:: Text provided

# Still Looking 4 Country Home INDIANA



## Dashley_Aretus (Jun 5, 2014)

We have 1 fixed outdoor/indoor 7 year old cat, 2 small boys, and my husband and I. He works at Adidas(just off of Post Rd Exit) in Indianapolis, Indiana and, were looking for a place in the country near there. We want to garden, enjoy a fire, and smell the woods "right out of our back door" so to speak. We know country living and are trying to get back to it, away from everyday grind.

Right now we prefer to rent, or rent to own 

WHERES MY HOUSE IN THE COUNTRY???? I KNOW YOU'RE OUT THERE!!!!


Will have references. 

Thanks,
Ashley Lambert
[email protected]


----------



## Fishindude (May 19, 2015)

That stuff around the edges of Indianapolis like you are talking about fetches a premium price. If he doesn't mind driving an hour to work, I'm sure there would be lots of options to the east and southeast.


----------



## Dashley_Aretus (Jun 5, 2014)

So far that's all I've been able to find, there are homes most of which are for sale all around an hour away from his work. He drives an hour away as it is, he said he would gladly drive an hour away from a place we actually enjoy living. His goal is to be south of 70.


----------



## Teej (Jan 14, 2012)

Have you looked around New Palestine or Knightstown? You used to be able to find cheaper out that way but I haven't lived in Indy for 17 years so I'm behind times. Franklin Township is on the southeast side of Marion county and still has properties with some acreage but I don't know how common rentals are and they're pretty pricey to buy.


----------



## Dashley_Aretus (Jun 5, 2014)

Thank you for the suggestion, Ill look at the New Palestine area, as well as Knightstown. I think we enjoyed the Fortville area, and Pendelton even had a few countryish areas, we haven't been that way in awhile. We found some beauties in Brown County. If only his work wasn't so far! 
Thanks again!


----------



## Fishindude (May 19, 2015)

If you can find work, there is some beautiful, affordable ground in the southern part of the state. I really like the old strip mine areas around Greene & Sullivan counties.


----------



## cataractkid (Apr 3, 2015)

My wife and I are from the Cloverdale, IN area and there are quite a few nice places around Cataract Lake and further south in the Owen County area that are reasonably priced and within an hour of Indy. Now that we have retired from the Air Force we choose to live in Southern Illinois in the Shawnee National Forest, but we still have a cottage in Spencer IN and the family farm is on South Cataract Road. Very pretty country. Not as cheap as it used to be, but you can still find bargains if you look real hard.


----------



## Dashley_Aretus (Jun 5, 2014)

Ive been looking into Owen County, there are a lot of nice places. Spencer Indiana is a nice area were looking at mostly. My husband says hed like to be close to Mccormics Creek. So were still looking! Looking for our little cottage in the woods! With a creek. haha. Well find it, were getting tired of the town living, in an apartment.


----------



## Fishindude (May 19, 2015)

Yep, Owen county is pretty country.
Good luck !


----------



## Laura Zone 5 (Jan 13, 2010)

Good luck.
I can tell you that there isn't jack squat in Boone, Hamilton, Tipton, Howard counties.

Greenfield, Shirley are out east and have open spaces.

I have been looking for a house with at least 1 acre for almost a year; and there is nothing out there.
I check Mibor, Zillow, Realtor.com, Craigslist, FSBO......3x a day, every day.......

::::
:: Record excerpts

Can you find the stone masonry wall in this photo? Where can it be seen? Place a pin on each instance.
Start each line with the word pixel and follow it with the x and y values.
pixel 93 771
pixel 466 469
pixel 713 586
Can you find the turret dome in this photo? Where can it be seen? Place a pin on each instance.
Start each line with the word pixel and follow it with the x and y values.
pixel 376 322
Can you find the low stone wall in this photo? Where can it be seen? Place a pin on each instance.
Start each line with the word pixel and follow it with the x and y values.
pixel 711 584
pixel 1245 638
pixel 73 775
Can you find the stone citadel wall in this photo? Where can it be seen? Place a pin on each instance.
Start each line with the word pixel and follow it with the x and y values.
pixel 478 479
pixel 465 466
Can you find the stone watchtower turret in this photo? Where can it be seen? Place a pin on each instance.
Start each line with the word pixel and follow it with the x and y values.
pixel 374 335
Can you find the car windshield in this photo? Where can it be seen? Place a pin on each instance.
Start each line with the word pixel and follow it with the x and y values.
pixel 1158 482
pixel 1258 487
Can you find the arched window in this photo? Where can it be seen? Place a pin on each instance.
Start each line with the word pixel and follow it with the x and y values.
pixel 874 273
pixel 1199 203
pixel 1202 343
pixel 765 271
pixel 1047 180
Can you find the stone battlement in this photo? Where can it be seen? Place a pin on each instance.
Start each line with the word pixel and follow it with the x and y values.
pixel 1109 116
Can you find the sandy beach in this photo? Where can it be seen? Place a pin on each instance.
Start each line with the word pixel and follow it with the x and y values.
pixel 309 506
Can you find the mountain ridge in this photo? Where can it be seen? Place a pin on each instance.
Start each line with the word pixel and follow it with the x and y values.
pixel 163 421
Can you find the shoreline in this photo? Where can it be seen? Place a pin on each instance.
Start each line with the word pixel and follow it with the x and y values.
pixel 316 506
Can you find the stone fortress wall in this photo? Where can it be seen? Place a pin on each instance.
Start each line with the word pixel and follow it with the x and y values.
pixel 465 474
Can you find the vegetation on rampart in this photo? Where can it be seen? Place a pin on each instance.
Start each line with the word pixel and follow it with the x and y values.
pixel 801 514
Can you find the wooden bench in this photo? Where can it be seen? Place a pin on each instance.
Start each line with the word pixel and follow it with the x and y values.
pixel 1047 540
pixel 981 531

::::

- [Tasks to complete]
a - In the forum thread about finding a country home in Indiana, which two counties does Fishindude name for their old strip mine areas?
b - Continue the forum thread about finding a country home in Indiana from the point where it stops.

- [Answers for this exercise]
a - Greene and Sullivan counties.

b -
----------



## frogmammy (Dec 8, 2004)

Dashley_Aretus said:


> Ive been looking into Owen County, there are a lot of nice places. Spencer Indiana is a nice area were looking at mostly. My husband says hed like to be close to Mccormics Creek. So were still looking! Looking for our little cottage in the woods! With a creek. haha. Well find it, were getting tired of the town living, in an apartment.


Last week I saw a couple small places with a creek down in that general area...maybe Brown or Morgan county?

Mon


----------



## Dashley_Aretus (Jun 5, 2014)

Landwatch.com seems to be a great place to find some property. We cant make a down payment until next year so for buying property itll have to be then, but I like landwatch.com. I also am on here every day and sometimes it seems daunting, like ill never find what Im looking for. Cabin in the woods haha, well be a happy family! 

I really like Owen County, its beautiful land, thats kind of where were shooting for. My husband works in NE Indy at Adidas, and were here in Muncie where all of our family is. 

If we find a miracle being somewhat close to family and next to a river in the woods well take it.


----------



## Dashley_Aretus (Jun 5, 2014)

Ill look into the morgan and brown county today, sounds good thank you!


----------



## Dashley_Aretus (Jun 5, 2014)

cataractkid said:


> My wife and I are from the Cloverdale, IN area and there are quite a few nice places around Cataract Lake and further south in the Owen County area that are reasonably priced and within an hour of Indy. Now that we have retired from the Air Force we choose to live in Southern Illinois in the Shawnee National Forest, but we still have a cottage in Spencer IN and the family farm is on South Cataract Road. Very pretty country. Not as cheap as it used to be, but you can still find bargains if you look real hard.


So what are you doing with that cottage in Spencer?


----------



## cataractkid (Apr 3, 2015)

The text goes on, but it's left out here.